(Data excerpts)
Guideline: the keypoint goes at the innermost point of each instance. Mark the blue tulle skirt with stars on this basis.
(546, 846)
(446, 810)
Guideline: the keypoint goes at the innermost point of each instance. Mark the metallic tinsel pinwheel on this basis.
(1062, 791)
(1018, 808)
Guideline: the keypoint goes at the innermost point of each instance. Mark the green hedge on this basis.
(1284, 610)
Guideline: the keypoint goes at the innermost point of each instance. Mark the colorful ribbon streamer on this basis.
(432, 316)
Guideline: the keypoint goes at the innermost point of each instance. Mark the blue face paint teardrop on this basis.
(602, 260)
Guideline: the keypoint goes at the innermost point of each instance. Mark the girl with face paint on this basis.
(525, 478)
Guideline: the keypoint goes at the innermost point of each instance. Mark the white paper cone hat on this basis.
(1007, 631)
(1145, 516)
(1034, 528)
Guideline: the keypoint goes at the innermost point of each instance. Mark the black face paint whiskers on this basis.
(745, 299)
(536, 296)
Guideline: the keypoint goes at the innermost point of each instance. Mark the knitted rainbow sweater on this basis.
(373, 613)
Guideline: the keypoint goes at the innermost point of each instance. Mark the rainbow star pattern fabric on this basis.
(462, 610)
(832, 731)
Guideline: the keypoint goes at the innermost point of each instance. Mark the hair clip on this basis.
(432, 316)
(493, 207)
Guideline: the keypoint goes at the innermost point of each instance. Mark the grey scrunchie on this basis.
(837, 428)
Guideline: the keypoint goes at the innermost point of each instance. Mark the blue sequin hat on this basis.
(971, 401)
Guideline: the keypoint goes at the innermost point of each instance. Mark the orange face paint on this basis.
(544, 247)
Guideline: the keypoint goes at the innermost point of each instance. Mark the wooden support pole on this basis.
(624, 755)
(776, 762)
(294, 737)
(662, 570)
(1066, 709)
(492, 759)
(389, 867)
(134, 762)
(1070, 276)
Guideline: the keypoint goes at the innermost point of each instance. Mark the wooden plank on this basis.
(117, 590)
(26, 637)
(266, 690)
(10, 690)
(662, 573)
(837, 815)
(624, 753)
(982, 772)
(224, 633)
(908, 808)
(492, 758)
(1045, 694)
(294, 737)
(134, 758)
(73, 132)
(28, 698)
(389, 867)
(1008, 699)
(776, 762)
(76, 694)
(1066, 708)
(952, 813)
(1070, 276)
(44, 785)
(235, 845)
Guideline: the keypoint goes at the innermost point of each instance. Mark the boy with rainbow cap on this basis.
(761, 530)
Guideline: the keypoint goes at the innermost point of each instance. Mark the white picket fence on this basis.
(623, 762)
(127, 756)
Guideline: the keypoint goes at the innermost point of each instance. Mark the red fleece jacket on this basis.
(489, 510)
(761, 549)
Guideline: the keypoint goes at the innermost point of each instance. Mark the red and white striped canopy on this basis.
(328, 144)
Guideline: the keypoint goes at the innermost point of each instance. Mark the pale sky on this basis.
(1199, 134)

- Task directions
The answer is the line containing "plank on this basis." together with every line after it in the records, repeated exactly and with nothing else.

- Answer section
Guideline: the keypoint goes at the innermost point of each instance. Mark the wooden plank on this basis.
(117, 590)
(26, 637)
(266, 690)
(10, 690)
(662, 573)
(837, 815)
(624, 753)
(982, 772)
(224, 633)
(908, 808)
(492, 758)
(1045, 694)
(294, 737)
(134, 758)
(73, 132)
(28, 698)
(389, 867)
(1008, 699)
(776, 762)
(76, 694)
(1066, 708)
(952, 813)
(1070, 276)
(44, 785)
(235, 845)
Guideline: the keypoint goes at the innermost point of each instance. Mark the boy with rainbow cap on this basis.
(761, 530)
Guideline: the keypoint goes at the innermost point of each instance. Mark the white picket fence on this basis.
(623, 762)
(127, 756)
Guideline: the keypoint goes at the innermost point of each instance. Mark the red fleece jacket on this basis.
(489, 510)
(761, 549)
Guideline: the keypoint goes at the innermost point of each instance. Mark the red and white striped canopy on this basis.
(328, 144)
Guideline: the keypoint goes at the innermost point of each instance. Mark the pale sky on this basis.
(1199, 134)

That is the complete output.